PROMPT: Reproduce, word for word, the full passage comparing Rosario's resolve with the narrator's mother's.

SUPPLIED PASSAGE:
Rosario never does anything by halves. When she resists--Masugi's proposal for example to make her the wife of a Japanese officer (a lieutenant judging from his insignia)--she's feet-planted-in-the-ground against it. She loathes Masugi, and nothing he (who wants to do right by her) or her mother or the growing gnawing hunger in her belly can say to her will shift her stance.

When my mother left my father after a bitter fight she took me with her (I was--what, seven eight years old?) and fled to the provinces. Only me? What about my little sister? What about my brother, from whom I've never been separated? Will I ever see my father again? But she was furious, and would not be calmed.

Rosario relents; so eventually did my mother. While capable of change, it isn't easy for these women; O'Hara measures the depth of her hate from the tip of Rosario's arms, sitting atop a high bridge, to the rocky chasm below. I measured my mother's anger by the miles she drove from home. When Rosario altered course she stuck to that course for the rest of the war; when my mother returned to my father she stayed with him for the rest of her life--bore him three more girls, all four more emotionally mature than I am, all (I like to think) a better representation of my parents' childraising skills than I could ever hope to be.

INFORMATION SHOWN:
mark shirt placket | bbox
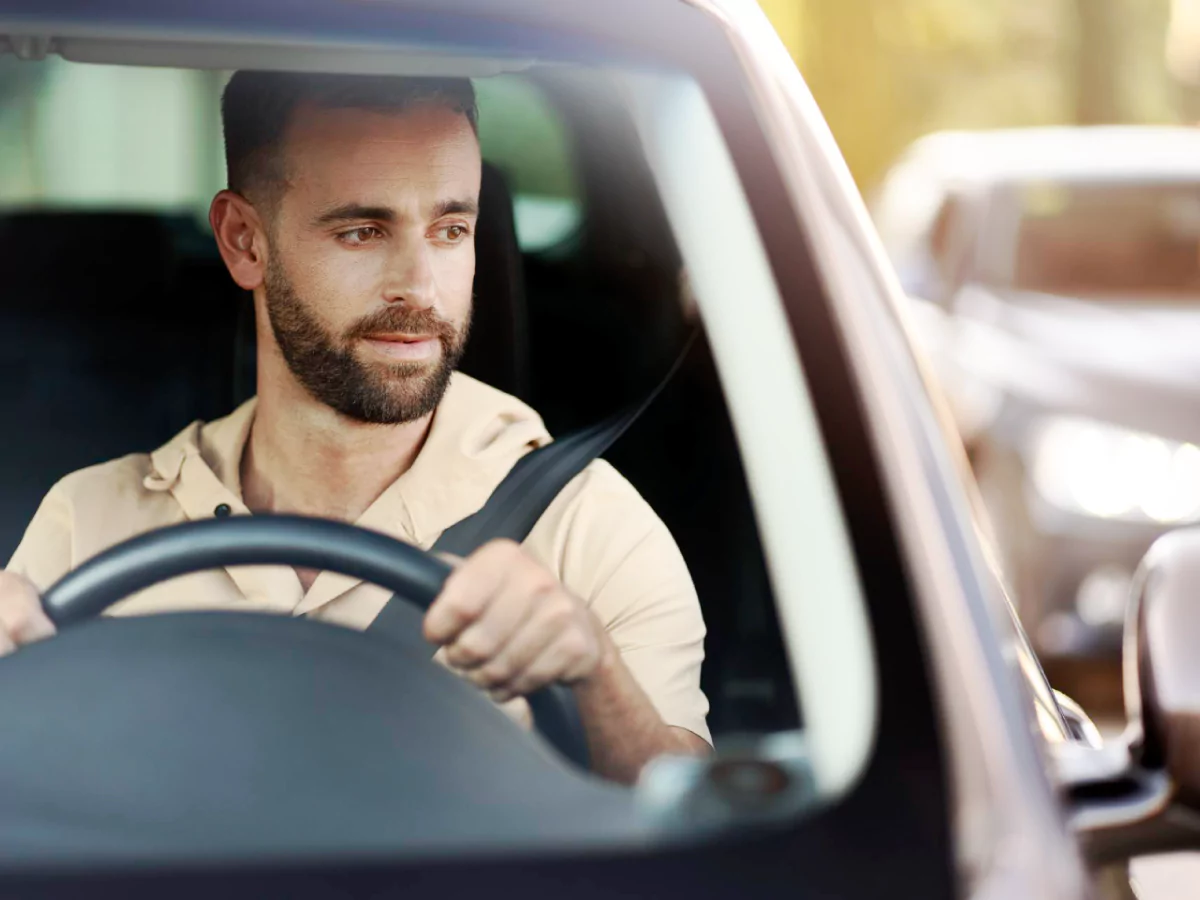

SOLUTION TO THE PROBLEM:
Rosario never does anything by halves. When she resists--Masugi's proposal for example to make her the wife of a Japanese officer (a lieutenant judging from his insignia)--she's feet-planted-in-the-ground against it. She loathes Masugi, and nothing he (who wants to do right by her) or her mother or the growing gnawing hunger in her belly can say to her will shift her stance.

When my mother left my father after a bitter fight she took me with her (I was--what, seven eight years old?) and fled to the provinces. Only me? What about my little sister? What about my brother, from whom I've never been separated? Will I ever see my father again? But she was furious, and would not be calmed.

Rosario relents; so eventually did my mother. While capable of change, it isn't easy for these women; O'Hara measures the depth of her hate from the tip of Rosario's arms, sitting atop a high bridge, to the rocky chasm below. I measured my mother's anger by the miles she drove from home. When Rosario altered course she stuck to that course for the rest of the war; when my mother returned to my father she stayed with him for the rest of her life--bore him three more girls, all four more emotionally mature than I am, all (I like to think) a better representation of my parents' childraising skills than I could ever hope to be.